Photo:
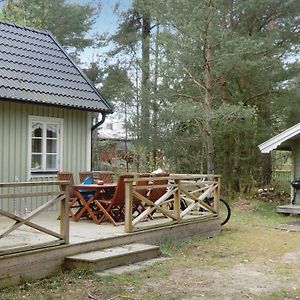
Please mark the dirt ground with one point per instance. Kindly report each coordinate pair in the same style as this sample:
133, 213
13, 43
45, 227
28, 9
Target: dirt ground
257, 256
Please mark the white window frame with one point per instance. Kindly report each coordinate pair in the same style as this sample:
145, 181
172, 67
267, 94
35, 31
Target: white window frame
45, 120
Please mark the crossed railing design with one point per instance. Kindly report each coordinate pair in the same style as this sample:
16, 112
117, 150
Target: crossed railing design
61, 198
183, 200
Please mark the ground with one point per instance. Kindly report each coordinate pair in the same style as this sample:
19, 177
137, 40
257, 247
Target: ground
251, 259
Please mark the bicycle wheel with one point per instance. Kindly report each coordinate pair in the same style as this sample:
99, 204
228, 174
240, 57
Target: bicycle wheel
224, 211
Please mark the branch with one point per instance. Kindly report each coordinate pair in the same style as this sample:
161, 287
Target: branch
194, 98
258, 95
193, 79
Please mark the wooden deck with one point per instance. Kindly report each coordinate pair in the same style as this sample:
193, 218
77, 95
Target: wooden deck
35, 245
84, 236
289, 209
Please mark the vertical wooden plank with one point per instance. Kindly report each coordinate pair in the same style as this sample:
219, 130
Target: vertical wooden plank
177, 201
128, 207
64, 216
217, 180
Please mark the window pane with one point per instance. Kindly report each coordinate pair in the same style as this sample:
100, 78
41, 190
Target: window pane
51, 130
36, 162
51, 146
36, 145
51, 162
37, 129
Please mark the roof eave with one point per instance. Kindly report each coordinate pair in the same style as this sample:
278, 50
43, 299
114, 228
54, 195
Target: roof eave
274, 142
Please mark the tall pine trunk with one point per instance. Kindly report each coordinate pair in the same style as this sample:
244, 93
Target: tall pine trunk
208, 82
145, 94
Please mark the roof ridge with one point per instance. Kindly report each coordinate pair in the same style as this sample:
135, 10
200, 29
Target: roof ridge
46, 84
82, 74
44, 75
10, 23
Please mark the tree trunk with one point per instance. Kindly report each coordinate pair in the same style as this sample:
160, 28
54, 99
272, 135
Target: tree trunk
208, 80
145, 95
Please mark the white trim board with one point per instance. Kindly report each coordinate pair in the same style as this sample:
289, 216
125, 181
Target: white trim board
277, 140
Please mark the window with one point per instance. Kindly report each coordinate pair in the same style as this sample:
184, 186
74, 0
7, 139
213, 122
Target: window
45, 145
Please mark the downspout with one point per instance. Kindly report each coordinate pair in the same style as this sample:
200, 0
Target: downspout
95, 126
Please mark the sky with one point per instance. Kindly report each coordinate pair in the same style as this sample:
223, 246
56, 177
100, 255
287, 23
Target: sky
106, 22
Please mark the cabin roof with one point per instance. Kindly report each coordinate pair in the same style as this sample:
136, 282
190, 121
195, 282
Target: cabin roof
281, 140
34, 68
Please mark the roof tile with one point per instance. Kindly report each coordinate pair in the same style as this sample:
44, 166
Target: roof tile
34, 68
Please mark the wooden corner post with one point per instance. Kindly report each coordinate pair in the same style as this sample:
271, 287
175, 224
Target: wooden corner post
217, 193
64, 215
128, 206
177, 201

************

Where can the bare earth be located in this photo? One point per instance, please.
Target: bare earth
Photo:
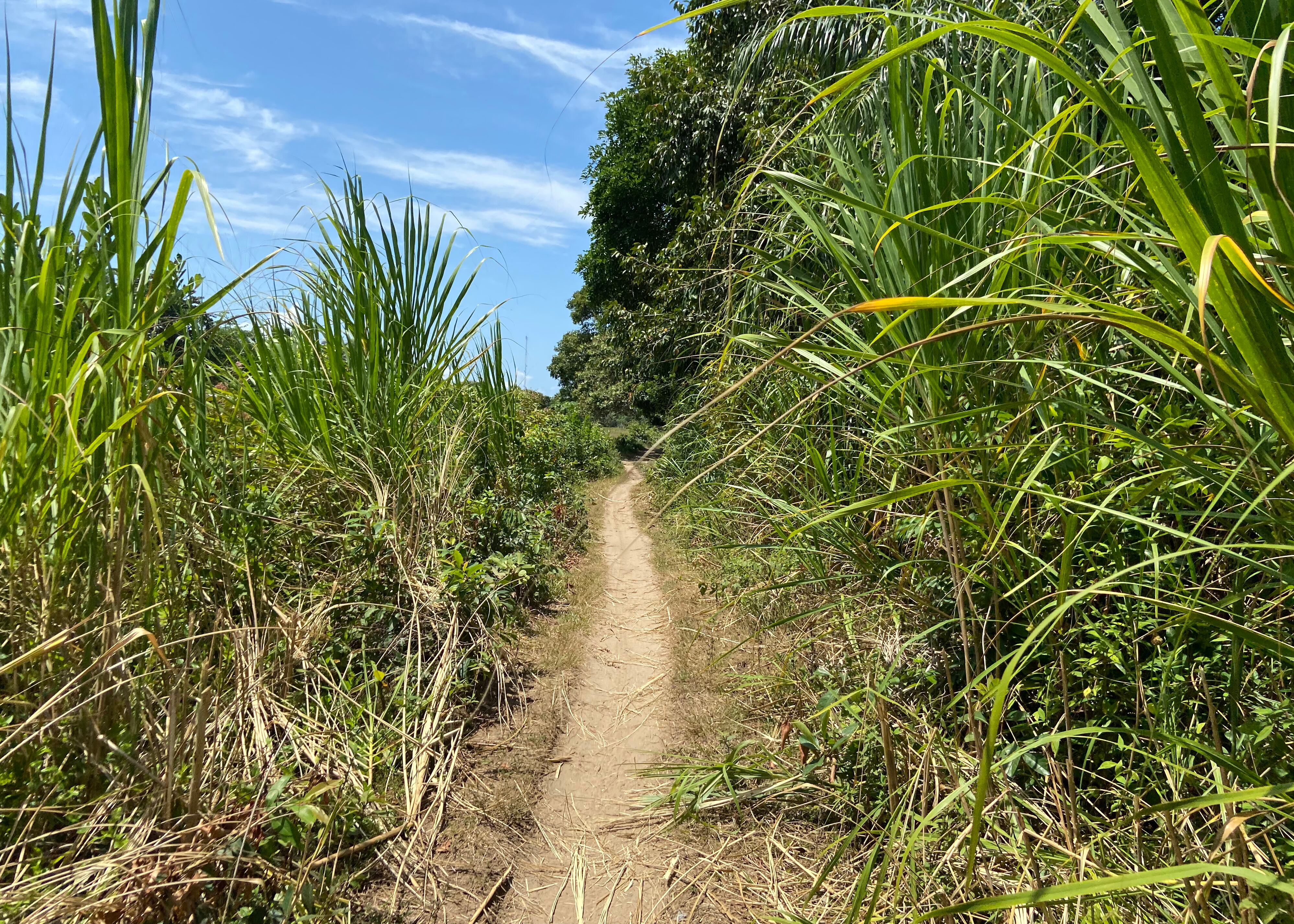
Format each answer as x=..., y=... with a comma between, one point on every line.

************

Count the lines in the items above that contain the string "branch", treating uppercase and lowercase letters as different. State only the number.

2